[EXERCISE PROMPT] Among the entries, find the lines with the string "black" and report them.

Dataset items
_ _ _ _ _
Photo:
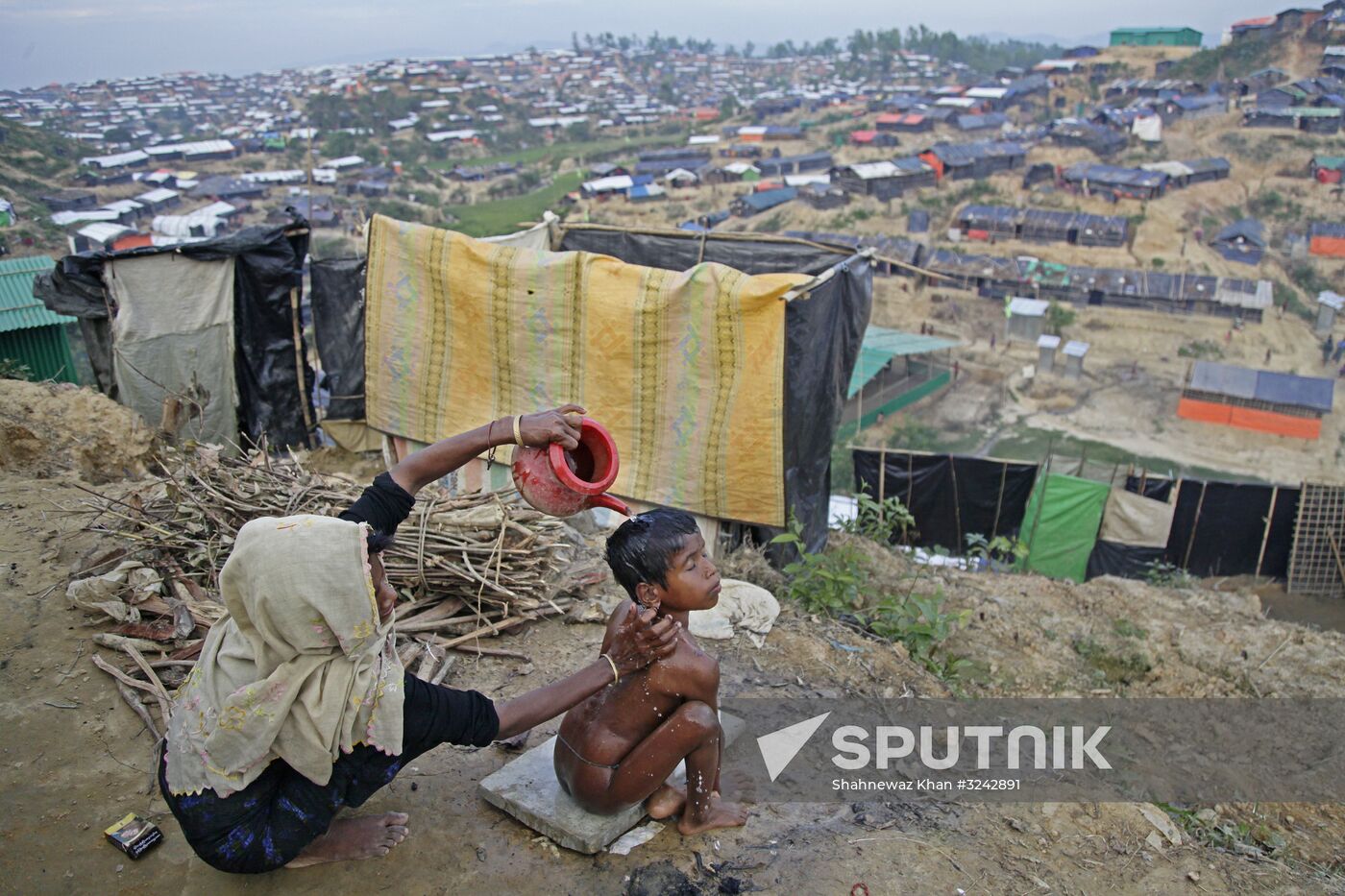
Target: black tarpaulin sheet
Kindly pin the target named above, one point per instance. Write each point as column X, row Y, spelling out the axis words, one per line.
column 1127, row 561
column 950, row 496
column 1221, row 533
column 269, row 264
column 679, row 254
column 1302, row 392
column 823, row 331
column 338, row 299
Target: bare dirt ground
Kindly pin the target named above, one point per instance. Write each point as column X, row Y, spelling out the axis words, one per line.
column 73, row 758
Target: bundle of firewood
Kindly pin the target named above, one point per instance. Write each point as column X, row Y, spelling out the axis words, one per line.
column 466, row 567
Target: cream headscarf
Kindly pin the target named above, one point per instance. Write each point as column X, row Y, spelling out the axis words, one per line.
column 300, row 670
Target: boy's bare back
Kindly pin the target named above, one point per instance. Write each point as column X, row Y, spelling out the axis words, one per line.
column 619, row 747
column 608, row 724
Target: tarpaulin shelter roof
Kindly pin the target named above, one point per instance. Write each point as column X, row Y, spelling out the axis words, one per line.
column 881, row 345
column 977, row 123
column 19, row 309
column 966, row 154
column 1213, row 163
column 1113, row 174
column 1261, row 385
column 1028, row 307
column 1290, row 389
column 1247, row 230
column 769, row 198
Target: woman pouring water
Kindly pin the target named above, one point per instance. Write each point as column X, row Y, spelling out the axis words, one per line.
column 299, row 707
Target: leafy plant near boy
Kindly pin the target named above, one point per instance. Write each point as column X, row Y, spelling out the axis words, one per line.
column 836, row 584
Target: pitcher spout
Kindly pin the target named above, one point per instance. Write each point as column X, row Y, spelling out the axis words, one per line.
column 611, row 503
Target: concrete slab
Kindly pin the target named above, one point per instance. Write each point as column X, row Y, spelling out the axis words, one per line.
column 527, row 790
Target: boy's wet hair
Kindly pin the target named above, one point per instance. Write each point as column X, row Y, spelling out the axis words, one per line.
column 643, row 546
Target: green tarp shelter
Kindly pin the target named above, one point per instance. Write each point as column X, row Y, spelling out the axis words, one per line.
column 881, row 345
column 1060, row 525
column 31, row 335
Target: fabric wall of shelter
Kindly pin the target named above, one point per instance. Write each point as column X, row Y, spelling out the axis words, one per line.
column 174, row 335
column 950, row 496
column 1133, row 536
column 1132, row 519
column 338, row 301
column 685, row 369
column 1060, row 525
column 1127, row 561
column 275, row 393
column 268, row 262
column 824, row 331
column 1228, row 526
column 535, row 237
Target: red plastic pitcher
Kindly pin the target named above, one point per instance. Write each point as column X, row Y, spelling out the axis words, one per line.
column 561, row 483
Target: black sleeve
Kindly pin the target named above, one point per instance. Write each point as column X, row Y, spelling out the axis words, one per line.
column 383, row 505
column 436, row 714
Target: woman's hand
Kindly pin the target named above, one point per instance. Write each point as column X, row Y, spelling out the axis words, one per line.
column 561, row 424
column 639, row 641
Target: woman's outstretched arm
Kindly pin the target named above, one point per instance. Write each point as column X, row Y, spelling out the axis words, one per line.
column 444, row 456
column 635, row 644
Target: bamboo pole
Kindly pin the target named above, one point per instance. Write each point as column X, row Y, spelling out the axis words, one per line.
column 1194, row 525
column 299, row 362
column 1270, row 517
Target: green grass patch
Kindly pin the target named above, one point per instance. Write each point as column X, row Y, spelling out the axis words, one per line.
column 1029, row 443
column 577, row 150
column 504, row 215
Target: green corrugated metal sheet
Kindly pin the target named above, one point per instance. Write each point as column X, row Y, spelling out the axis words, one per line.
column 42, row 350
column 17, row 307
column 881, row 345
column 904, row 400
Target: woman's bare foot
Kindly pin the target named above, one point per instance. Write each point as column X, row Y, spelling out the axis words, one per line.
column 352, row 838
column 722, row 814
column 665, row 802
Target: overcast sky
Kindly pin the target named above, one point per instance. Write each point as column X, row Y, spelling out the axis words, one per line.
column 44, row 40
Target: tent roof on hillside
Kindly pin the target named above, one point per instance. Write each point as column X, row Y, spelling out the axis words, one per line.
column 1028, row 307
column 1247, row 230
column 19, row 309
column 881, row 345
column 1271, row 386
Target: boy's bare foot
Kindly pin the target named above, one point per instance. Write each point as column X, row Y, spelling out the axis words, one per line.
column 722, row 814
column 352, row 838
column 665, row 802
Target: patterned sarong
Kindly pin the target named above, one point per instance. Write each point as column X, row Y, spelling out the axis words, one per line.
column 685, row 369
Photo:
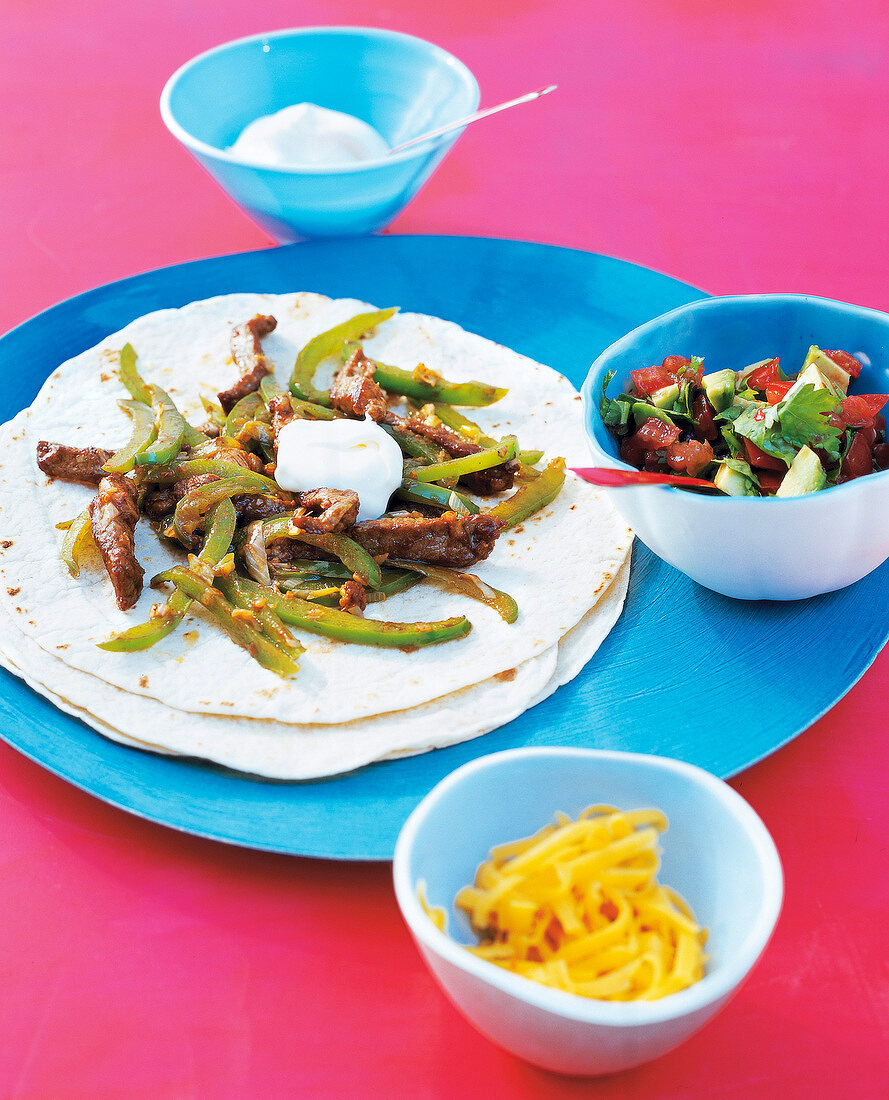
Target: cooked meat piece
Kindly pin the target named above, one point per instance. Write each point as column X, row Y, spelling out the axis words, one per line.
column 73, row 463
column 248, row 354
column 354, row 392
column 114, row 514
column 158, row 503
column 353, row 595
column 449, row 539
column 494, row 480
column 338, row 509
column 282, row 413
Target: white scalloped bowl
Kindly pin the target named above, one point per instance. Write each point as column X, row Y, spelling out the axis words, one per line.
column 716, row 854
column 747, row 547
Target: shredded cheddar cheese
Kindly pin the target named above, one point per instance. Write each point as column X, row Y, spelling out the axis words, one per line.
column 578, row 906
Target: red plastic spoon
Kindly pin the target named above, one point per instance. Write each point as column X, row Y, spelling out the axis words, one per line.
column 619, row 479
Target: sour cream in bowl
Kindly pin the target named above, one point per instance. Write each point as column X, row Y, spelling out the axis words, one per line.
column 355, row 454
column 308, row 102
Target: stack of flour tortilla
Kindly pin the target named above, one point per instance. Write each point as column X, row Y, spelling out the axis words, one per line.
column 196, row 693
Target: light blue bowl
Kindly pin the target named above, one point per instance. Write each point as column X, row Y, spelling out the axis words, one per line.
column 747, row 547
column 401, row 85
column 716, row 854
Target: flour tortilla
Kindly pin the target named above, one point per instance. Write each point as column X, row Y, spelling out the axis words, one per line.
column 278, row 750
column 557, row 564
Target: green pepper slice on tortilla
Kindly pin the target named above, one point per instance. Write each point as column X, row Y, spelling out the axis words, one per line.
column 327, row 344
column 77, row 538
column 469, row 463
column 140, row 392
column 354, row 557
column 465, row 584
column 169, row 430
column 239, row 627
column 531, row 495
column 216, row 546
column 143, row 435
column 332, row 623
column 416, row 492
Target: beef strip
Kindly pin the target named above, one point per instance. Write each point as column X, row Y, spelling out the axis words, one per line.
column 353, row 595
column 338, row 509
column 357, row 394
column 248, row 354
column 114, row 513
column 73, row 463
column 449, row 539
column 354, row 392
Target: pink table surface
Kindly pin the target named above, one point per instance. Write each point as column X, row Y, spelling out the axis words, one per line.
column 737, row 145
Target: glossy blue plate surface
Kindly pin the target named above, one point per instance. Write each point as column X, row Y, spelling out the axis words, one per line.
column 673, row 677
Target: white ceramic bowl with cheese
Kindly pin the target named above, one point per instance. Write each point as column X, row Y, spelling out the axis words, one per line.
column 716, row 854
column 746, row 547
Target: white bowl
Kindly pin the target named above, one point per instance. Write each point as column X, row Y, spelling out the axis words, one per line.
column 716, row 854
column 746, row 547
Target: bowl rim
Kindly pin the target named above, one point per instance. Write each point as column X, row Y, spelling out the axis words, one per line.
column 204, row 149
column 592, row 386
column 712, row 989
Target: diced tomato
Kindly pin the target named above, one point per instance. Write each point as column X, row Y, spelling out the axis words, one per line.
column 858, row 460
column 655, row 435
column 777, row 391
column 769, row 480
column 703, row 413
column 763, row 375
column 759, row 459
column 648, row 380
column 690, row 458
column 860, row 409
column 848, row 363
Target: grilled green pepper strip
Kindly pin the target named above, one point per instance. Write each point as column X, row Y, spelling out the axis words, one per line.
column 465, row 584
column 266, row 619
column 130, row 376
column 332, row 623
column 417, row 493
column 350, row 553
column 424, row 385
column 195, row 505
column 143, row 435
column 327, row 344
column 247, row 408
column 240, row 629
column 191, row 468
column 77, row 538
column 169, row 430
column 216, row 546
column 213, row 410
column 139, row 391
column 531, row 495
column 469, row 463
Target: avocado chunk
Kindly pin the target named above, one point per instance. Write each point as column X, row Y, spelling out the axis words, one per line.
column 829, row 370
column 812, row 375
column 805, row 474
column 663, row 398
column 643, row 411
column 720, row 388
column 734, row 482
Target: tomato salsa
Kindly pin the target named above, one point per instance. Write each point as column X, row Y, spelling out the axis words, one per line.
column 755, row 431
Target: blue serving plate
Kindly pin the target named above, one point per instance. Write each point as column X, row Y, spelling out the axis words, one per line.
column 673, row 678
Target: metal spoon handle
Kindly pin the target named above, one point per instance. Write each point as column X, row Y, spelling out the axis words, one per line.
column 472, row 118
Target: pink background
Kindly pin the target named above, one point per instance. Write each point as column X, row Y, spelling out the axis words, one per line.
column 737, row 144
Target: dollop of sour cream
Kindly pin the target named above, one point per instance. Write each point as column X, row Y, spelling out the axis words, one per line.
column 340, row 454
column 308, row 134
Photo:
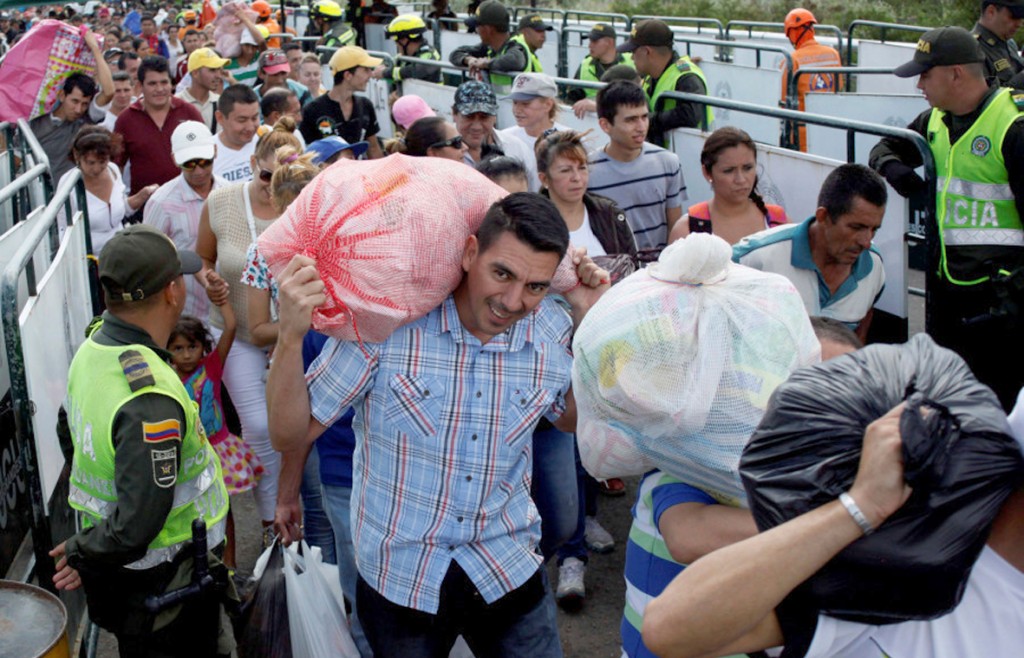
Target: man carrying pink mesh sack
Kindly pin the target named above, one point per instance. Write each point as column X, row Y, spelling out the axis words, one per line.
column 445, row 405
_ _ _ _ _
[OUTPUT FOR THIS TASK]
Target: black tarpaulin sheet
Target: black sleeve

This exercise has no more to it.